[Region pointing data]
_ _ _ _ _ _ _

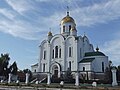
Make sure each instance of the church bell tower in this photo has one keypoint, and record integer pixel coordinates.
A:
(66, 24)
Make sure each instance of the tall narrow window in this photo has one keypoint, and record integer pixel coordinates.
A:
(63, 28)
(70, 51)
(103, 66)
(83, 68)
(69, 28)
(60, 53)
(80, 53)
(70, 65)
(44, 55)
(43, 67)
(56, 52)
(53, 54)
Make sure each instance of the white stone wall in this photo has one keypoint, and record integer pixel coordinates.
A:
(97, 63)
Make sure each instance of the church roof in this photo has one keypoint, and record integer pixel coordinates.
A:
(85, 60)
(67, 19)
(97, 53)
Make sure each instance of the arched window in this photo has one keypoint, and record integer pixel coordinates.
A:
(63, 28)
(60, 53)
(69, 28)
(70, 65)
(103, 66)
(44, 55)
(80, 53)
(53, 54)
(70, 51)
(56, 52)
(83, 68)
(43, 67)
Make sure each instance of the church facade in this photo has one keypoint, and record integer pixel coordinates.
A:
(69, 51)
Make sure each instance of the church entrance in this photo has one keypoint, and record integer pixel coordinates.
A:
(55, 70)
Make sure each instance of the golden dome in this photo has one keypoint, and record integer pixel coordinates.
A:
(67, 19)
(73, 29)
(49, 33)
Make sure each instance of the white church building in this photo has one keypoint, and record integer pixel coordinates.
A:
(67, 50)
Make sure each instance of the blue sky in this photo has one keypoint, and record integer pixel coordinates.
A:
(25, 23)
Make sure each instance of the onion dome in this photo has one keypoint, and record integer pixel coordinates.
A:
(49, 33)
(73, 29)
(67, 19)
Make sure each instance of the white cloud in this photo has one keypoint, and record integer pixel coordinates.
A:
(29, 25)
(20, 5)
(97, 13)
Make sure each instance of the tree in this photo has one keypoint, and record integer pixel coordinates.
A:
(28, 71)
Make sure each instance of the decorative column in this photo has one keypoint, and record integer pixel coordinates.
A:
(48, 79)
(114, 79)
(9, 79)
(77, 79)
(27, 78)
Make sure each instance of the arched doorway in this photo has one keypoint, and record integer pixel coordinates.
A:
(55, 70)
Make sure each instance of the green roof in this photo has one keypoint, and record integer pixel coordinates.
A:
(85, 60)
(97, 53)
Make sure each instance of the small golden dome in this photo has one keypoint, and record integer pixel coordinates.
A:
(67, 19)
(49, 33)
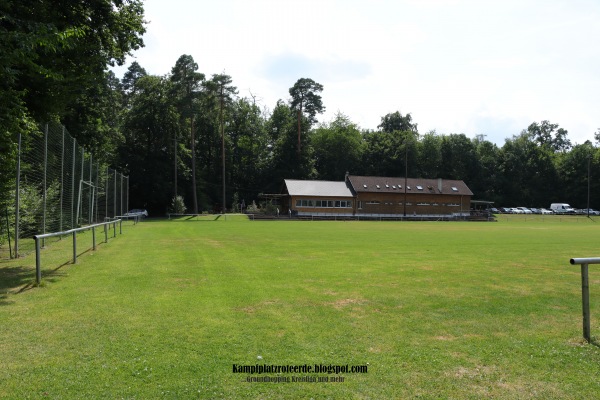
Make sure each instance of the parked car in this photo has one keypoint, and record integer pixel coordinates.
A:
(137, 211)
(562, 208)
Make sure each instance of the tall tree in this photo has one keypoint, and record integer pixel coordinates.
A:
(148, 131)
(187, 83)
(134, 72)
(52, 52)
(549, 135)
(306, 99)
(220, 86)
(338, 147)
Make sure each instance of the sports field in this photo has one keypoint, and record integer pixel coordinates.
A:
(170, 309)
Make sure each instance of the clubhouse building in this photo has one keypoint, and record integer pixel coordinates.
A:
(377, 197)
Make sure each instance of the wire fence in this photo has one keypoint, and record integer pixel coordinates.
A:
(58, 186)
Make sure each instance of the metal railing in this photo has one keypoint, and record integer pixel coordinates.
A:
(585, 292)
(39, 239)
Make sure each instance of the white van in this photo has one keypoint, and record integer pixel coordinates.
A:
(562, 208)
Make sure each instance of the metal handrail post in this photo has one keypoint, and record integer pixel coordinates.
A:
(74, 247)
(38, 267)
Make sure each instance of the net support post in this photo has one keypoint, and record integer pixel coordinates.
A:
(38, 267)
(585, 293)
(74, 247)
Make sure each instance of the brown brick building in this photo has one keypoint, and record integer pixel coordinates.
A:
(373, 196)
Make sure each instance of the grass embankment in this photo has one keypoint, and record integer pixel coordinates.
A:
(436, 310)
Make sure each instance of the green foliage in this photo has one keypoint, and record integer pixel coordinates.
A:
(437, 310)
(396, 122)
(338, 148)
(306, 98)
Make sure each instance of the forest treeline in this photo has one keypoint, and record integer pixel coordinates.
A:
(192, 135)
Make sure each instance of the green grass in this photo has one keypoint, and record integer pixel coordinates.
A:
(436, 310)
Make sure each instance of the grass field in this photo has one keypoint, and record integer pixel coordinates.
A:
(433, 309)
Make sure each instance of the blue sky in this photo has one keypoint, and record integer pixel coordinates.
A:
(458, 66)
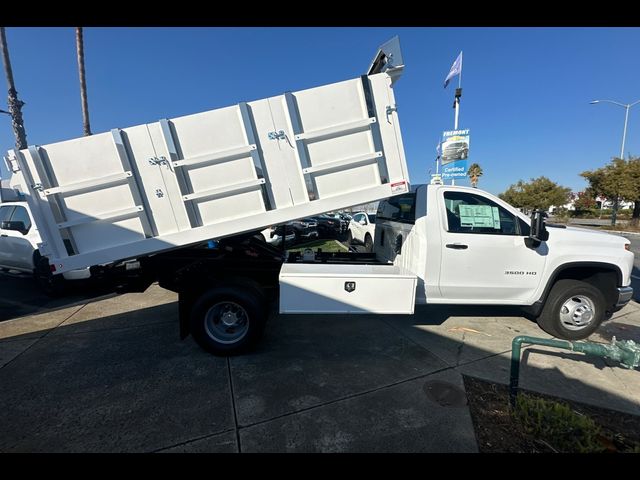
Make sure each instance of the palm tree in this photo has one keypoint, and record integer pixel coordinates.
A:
(83, 83)
(15, 105)
(474, 173)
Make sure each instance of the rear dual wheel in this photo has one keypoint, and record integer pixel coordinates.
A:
(228, 320)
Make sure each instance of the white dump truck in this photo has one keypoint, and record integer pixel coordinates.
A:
(182, 202)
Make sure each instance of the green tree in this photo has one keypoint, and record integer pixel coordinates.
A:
(474, 173)
(538, 193)
(585, 201)
(634, 174)
(617, 181)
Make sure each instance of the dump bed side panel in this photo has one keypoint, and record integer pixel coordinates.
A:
(163, 185)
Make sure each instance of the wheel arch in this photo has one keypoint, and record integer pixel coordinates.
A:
(602, 275)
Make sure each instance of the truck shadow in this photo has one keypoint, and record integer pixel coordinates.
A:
(125, 382)
(20, 295)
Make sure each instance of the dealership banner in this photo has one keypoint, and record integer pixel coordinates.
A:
(454, 153)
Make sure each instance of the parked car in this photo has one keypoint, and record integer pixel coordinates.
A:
(304, 229)
(274, 235)
(330, 226)
(19, 240)
(362, 230)
(455, 151)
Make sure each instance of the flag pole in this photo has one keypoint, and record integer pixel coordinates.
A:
(456, 103)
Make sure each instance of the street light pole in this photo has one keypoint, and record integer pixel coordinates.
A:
(627, 107)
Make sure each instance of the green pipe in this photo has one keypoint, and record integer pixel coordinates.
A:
(627, 352)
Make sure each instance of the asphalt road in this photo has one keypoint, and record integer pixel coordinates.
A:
(20, 296)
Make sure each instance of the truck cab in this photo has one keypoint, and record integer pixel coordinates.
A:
(466, 246)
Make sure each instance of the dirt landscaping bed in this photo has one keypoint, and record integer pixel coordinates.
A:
(541, 423)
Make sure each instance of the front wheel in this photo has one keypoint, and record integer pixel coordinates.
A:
(228, 320)
(573, 310)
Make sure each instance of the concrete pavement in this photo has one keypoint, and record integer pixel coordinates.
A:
(111, 375)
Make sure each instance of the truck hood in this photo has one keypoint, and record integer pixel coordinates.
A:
(583, 245)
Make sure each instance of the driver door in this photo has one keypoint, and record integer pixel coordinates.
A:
(484, 256)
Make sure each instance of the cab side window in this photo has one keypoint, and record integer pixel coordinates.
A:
(20, 214)
(470, 213)
(401, 208)
(358, 217)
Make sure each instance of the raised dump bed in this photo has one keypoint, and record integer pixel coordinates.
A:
(144, 189)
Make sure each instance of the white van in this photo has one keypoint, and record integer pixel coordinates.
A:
(19, 240)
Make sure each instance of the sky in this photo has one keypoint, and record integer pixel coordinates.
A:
(526, 91)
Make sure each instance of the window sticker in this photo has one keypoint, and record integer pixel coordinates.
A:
(479, 216)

_ _ _ _ _ _ _

### EXERCISE:
Scan the entries above for the string "window" and copy each line containing it.

### EXERCISE RESPONSE:
Make sure each instance of the tall narrow window in this photo has one keypoint, and record integer pixel coordinates.
Make sure each instance of the arched window in this photo has one keypoint, and record integer pixel coordinates.
Make sure each instance of the cab side window in this photo has one keypoint, and record integer pixel coordinates.
Make sure each instance of the window sticker in this photo has one keypoint, and record integer pixel coordinates.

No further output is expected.